**Text to read**
Sebastian Rapetti
Posted on December 9, 2017
Before starting, the reader considers this my personal opinion, how I see the things and not the only way resolve the problem.
I am working on a validator library and one of the various implemented filters do HTML escaping (replacing special characters with the correct HTML entities). For escape special char I need to know name or number of the html entity. Not all entities have a name then use the number is oblugatory.
For get the number of char, PHP offer a function called ord(). Unfortunately ord() does not work with UTF-8 multibyte characters and if multi-byte functions are not availables need to find another solution.

**Directive A**
List every line in the entries that includes the string "background".

**Extracted records**
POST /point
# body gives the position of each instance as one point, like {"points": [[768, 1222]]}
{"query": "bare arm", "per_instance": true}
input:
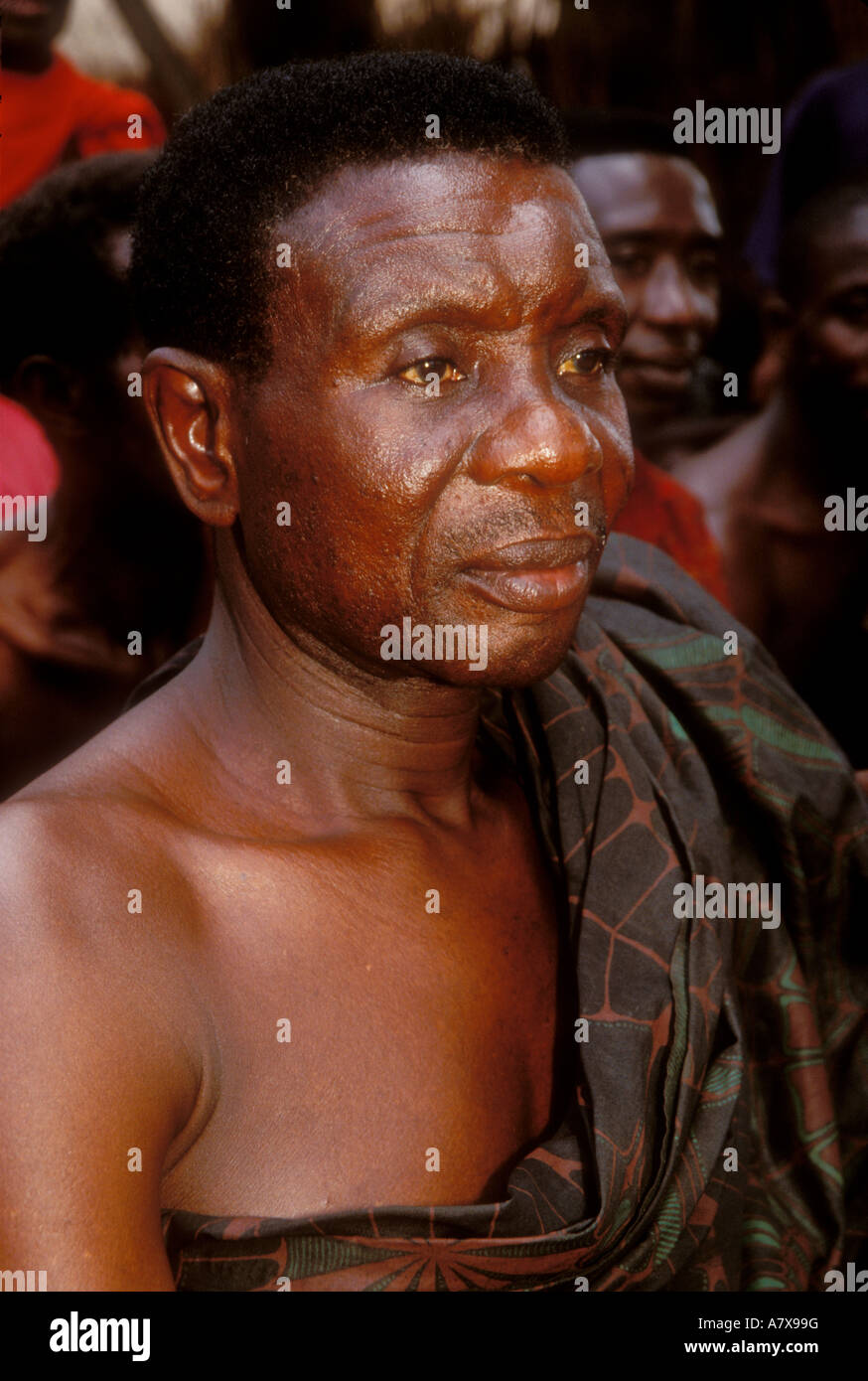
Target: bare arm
{"points": [[90, 1076]]}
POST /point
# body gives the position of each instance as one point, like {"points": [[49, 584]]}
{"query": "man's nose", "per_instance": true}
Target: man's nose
{"points": [[669, 297], [545, 442]]}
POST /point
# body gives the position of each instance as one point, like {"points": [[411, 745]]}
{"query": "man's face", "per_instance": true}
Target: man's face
{"points": [[32, 24], [829, 343], [439, 402], [659, 229]]}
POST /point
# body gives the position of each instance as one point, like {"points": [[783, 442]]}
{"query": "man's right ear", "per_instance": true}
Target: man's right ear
{"points": [[188, 402]]}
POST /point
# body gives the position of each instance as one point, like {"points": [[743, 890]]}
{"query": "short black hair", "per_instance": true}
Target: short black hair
{"points": [[594, 133], [808, 224], [61, 290], [257, 151]]}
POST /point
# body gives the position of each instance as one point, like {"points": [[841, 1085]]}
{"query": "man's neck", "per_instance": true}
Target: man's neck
{"points": [[359, 746]]}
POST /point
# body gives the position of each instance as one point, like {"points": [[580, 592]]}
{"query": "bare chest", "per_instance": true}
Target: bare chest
{"points": [[385, 1016]]}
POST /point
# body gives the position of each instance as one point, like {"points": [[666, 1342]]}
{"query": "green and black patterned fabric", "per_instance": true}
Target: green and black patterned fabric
{"points": [[705, 1037]]}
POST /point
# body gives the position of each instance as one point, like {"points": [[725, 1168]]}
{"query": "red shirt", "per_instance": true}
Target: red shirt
{"points": [[665, 514], [28, 463], [61, 113]]}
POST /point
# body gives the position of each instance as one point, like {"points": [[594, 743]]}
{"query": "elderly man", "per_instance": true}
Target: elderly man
{"points": [[374, 966], [658, 223], [659, 229]]}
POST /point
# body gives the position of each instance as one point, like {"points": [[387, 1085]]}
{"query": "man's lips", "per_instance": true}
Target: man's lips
{"points": [[535, 576]]}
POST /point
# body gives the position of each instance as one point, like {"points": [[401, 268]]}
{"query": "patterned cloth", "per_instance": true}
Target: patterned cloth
{"points": [[707, 1038]]}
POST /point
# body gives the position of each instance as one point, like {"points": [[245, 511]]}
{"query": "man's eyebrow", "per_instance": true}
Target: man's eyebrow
{"points": [[697, 236], [461, 308]]}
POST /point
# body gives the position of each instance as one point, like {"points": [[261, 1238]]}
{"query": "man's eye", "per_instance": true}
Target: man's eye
{"points": [[704, 266], [588, 364], [421, 372], [631, 264]]}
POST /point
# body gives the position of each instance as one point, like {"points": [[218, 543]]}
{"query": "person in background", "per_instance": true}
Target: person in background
{"points": [[119, 552], [657, 220], [796, 559], [54, 113]]}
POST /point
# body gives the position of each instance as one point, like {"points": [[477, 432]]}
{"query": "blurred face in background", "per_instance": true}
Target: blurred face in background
{"points": [[659, 227], [29, 28], [828, 348]]}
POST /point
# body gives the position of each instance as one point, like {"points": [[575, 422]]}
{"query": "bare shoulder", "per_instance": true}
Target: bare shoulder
{"points": [[101, 1047]]}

**Directive B**
Answer these from the post on HTML escaping:
(i) What kind of library is the writer working on?
(ii) Which PHP function gets the number of a character?
(iii) On what date was the post published?

**Final answer A**
{"query": "person in background", "per_instance": true}
Target: person in background
{"query": "blurred face in background", "per_instance": true}
Target: blurred face in background

**Final answer B**
(i) A validator library.
(ii) ord().
(iii) December 9, 2017.